Work instructions —
Every line of the material below should be repeated exactly.

---------- Data extract

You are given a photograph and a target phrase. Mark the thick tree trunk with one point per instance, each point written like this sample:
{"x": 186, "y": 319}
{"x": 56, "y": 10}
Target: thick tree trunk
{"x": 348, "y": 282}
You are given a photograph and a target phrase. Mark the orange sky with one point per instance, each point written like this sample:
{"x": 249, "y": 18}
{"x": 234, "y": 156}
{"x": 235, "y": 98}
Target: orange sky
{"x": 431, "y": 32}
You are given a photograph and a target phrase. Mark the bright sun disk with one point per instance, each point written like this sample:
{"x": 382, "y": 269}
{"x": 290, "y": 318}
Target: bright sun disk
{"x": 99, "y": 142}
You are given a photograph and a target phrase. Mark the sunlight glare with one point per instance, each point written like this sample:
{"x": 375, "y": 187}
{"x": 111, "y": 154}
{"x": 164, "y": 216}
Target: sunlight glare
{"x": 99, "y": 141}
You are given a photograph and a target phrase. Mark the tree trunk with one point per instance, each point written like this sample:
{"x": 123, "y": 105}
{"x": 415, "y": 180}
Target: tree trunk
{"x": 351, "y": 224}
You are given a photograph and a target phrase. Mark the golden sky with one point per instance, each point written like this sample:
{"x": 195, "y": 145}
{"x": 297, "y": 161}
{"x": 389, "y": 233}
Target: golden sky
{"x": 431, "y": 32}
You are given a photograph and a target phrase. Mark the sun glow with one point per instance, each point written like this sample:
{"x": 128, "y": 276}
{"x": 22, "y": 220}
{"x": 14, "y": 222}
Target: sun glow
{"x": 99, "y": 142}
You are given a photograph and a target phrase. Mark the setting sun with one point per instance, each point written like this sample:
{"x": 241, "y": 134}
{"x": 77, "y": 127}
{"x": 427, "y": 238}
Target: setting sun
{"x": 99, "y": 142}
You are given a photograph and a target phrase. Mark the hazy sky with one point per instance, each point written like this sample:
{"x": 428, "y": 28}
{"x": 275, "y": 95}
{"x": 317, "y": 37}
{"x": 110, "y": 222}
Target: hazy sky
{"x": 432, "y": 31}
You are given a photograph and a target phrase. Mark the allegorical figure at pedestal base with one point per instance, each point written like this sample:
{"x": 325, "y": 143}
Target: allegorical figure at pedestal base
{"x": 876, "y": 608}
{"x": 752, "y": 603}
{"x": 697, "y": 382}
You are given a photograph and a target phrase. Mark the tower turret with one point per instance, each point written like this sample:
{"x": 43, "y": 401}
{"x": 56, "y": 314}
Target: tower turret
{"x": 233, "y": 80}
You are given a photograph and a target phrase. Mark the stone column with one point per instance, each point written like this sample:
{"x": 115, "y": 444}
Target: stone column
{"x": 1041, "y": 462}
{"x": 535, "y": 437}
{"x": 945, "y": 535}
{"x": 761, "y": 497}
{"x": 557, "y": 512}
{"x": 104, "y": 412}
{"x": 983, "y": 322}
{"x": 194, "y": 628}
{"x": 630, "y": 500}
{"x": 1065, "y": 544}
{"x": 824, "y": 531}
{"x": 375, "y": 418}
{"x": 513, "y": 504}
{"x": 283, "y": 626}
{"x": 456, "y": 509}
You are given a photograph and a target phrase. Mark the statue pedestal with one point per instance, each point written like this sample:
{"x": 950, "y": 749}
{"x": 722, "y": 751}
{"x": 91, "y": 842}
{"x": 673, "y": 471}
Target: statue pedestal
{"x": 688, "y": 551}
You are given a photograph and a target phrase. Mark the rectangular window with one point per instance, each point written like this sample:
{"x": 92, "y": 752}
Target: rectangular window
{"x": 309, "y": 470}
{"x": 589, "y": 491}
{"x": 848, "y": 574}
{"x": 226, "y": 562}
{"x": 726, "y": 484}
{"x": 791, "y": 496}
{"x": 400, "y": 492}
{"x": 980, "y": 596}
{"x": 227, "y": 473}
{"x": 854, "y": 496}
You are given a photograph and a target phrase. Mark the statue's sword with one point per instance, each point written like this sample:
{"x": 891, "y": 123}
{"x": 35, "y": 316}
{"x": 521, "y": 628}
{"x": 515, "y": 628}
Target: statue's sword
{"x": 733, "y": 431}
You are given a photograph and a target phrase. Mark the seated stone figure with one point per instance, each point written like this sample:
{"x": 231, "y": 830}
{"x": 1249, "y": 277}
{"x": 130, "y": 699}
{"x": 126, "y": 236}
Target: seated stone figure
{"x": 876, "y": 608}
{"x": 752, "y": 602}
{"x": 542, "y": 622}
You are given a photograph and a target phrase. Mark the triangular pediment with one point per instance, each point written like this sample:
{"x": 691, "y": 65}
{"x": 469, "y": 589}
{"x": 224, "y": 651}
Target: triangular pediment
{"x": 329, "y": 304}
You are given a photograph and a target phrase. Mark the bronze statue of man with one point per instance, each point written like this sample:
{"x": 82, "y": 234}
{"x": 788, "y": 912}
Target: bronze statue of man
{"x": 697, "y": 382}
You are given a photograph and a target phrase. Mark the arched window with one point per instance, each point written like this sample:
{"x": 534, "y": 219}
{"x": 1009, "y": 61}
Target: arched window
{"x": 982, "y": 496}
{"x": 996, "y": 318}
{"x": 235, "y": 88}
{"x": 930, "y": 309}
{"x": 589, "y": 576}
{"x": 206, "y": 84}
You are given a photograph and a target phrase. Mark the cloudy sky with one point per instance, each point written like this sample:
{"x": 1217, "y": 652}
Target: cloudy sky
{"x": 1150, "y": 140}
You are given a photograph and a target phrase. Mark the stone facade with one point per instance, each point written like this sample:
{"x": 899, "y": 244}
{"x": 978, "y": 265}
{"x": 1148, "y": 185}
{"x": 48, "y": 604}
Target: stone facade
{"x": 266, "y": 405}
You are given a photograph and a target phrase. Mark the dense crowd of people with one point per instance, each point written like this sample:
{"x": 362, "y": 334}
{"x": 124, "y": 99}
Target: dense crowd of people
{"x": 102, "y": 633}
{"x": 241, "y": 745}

--------------------

The response —
You are given a photograph and a target phrase. Mark the thick tree trunk with one point per instance, each point written like this sample:
{"x": 186, "y": 319}
{"x": 56, "y": 10}
Target: thick tree trunk
{"x": 348, "y": 282}
You are given a photograph and a target phrase. Mark the orange sky with one point per instance, each point written like this sample:
{"x": 249, "y": 18}
{"x": 234, "y": 156}
{"x": 235, "y": 98}
Target: orange sky
{"x": 431, "y": 32}
You are given a photograph and a target phrase. Mark the bright sun disk with one point per instance, each point written like this sample:
{"x": 382, "y": 269}
{"x": 290, "y": 318}
Target: bright sun disk
{"x": 99, "y": 142}
You are given a photograph and a target phrase. Mark the sunlight glare with one point per instance, each point written like this sample:
{"x": 375, "y": 187}
{"x": 111, "y": 154}
{"x": 164, "y": 216}
Target: sunlight glare
{"x": 99, "y": 141}
You are given a photograph and a target phrase. Mark the tree trunk with one point per instance, each point written like this sample:
{"x": 123, "y": 105}
{"x": 415, "y": 180}
Target: tree trunk
{"x": 351, "y": 224}
You are given a photograph and a target phrase. Mark the golden sky with one point per instance, each point written like this sample:
{"x": 195, "y": 145}
{"x": 297, "y": 161}
{"x": 389, "y": 233}
Target: golden sky
{"x": 431, "y": 32}
You are given a photograph and a target phrase. Mark the sun glow with one point per instance, each point written like this sample:
{"x": 128, "y": 276}
{"x": 22, "y": 220}
{"x": 14, "y": 222}
Target: sun glow
{"x": 99, "y": 142}
You are given a photograph and a target phrase. Mark the setting sun with one point per instance, each point written like this sample:
{"x": 241, "y": 134}
{"x": 77, "y": 127}
{"x": 427, "y": 238}
Target: setting sun
{"x": 99, "y": 142}
You are given a photograph and a target phrase. Mark the hazy sky with one point per instance, each point written like this sample:
{"x": 428, "y": 28}
{"x": 275, "y": 95}
{"x": 317, "y": 37}
{"x": 110, "y": 222}
Target: hazy sky
{"x": 432, "y": 31}
You are given a photograph and a target phrase. Mark the allegorical figure at pedestal base with one point per instance, each point written like this sample:
{"x": 325, "y": 143}
Target: allegorical figure at pedestal base
{"x": 876, "y": 608}
{"x": 752, "y": 603}
{"x": 697, "y": 382}
You are given a photograph and a target phrase. Mark the tower turret with one point per instance, each point written like this sample:
{"x": 43, "y": 401}
{"x": 56, "y": 314}
Target: tower turret
{"x": 233, "y": 80}
You are given a photograph and a target phrase. Mark the stone column with one point per instance, each point written like this sample:
{"x": 115, "y": 444}
Target: stone column
{"x": 1041, "y": 462}
{"x": 535, "y": 437}
{"x": 945, "y": 535}
{"x": 761, "y": 497}
{"x": 557, "y": 512}
{"x": 104, "y": 412}
{"x": 983, "y": 322}
{"x": 194, "y": 628}
{"x": 630, "y": 500}
{"x": 1065, "y": 544}
{"x": 824, "y": 531}
{"x": 375, "y": 418}
{"x": 513, "y": 504}
{"x": 283, "y": 626}
{"x": 456, "y": 509}
You are given a photograph and a target phrase. Mark the statue pedestal with one point per instance, each point written like this sample:
{"x": 950, "y": 749}
{"x": 722, "y": 751}
{"x": 91, "y": 842}
{"x": 673, "y": 471}
Target: statue pedestal
{"x": 688, "y": 551}
You are given a photograph and a target phrase. Mark the rectangular window with one point per instance, each point written like this sample:
{"x": 92, "y": 752}
Target: rectangular window
{"x": 309, "y": 470}
{"x": 589, "y": 491}
{"x": 848, "y": 574}
{"x": 226, "y": 562}
{"x": 726, "y": 484}
{"x": 791, "y": 496}
{"x": 400, "y": 492}
{"x": 980, "y": 596}
{"x": 227, "y": 473}
{"x": 854, "y": 496}
You are given a photograph and a target phrase. Mark the statue's sword with one point per instance, each point written like this sample:
{"x": 891, "y": 123}
{"x": 35, "y": 316}
{"x": 521, "y": 628}
{"x": 515, "y": 628}
Target: statue's sword
{"x": 733, "y": 431}
You are given a photograph and a target phrase. Mark the seated stone figure with one point per instance, each point written like this sample:
{"x": 231, "y": 830}
{"x": 1249, "y": 277}
{"x": 130, "y": 699}
{"x": 126, "y": 236}
Target: seated stone figure
{"x": 876, "y": 608}
{"x": 752, "y": 602}
{"x": 542, "y": 622}
You are given a photograph and a target phrase. Mark the triangular pediment with one point per instance, each point written like this sample:
{"x": 691, "y": 65}
{"x": 469, "y": 589}
{"x": 224, "y": 651}
Target: triangular pediment
{"x": 329, "y": 304}
You are given a photograph and a target phrase. Mark the bronze statue of man with one point per instance, each point written like this sample:
{"x": 82, "y": 234}
{"x": 788, "y": 912}
Target: bronze statue of man
{"x": 697, "y": 382}
You are given a photograph and a target phrase. Mark the arched window with one point per instance, each point written like this sample:
{"x": 534, "y": 219}
{"x": 1009, "y": 61}
Target: arched window
{"x": 982, "y": 496}
{"x": 996, "y": 318}
{"x": 235, "y": 88}
{"x": 930, "y": 309}
{"x": 589, "y": 576}
{"x": 206, "y": 84}
You are given a photograph and a target phrase. Mark the cloudy sky with one point per instance, each point written like this sample:
{"x": 1217, "y": 652}
Target: cloudy sky
{"x": 1150, "y": 140}
You are given a photograph and a target phrase. Mark the stone facade with one point per instance, each point written like this sample:
{"x": 899, "y": 244}
{"x": 978, "y": 265}
{"x": 1148, "y": 185}
{"x": 48, "y": 604}
Target: stone facade
{"x": 266, "y": 405}
You are given a photograph and a target phrase. Mark the dense crowd of people with one point per instance, each point written like this sample:
{"x": 362, "y": 334}
{"x": 124, "y": 99}
Target: dense crowd of people
{"x": 102, "y": 633}
{"x": 241, "y": 745}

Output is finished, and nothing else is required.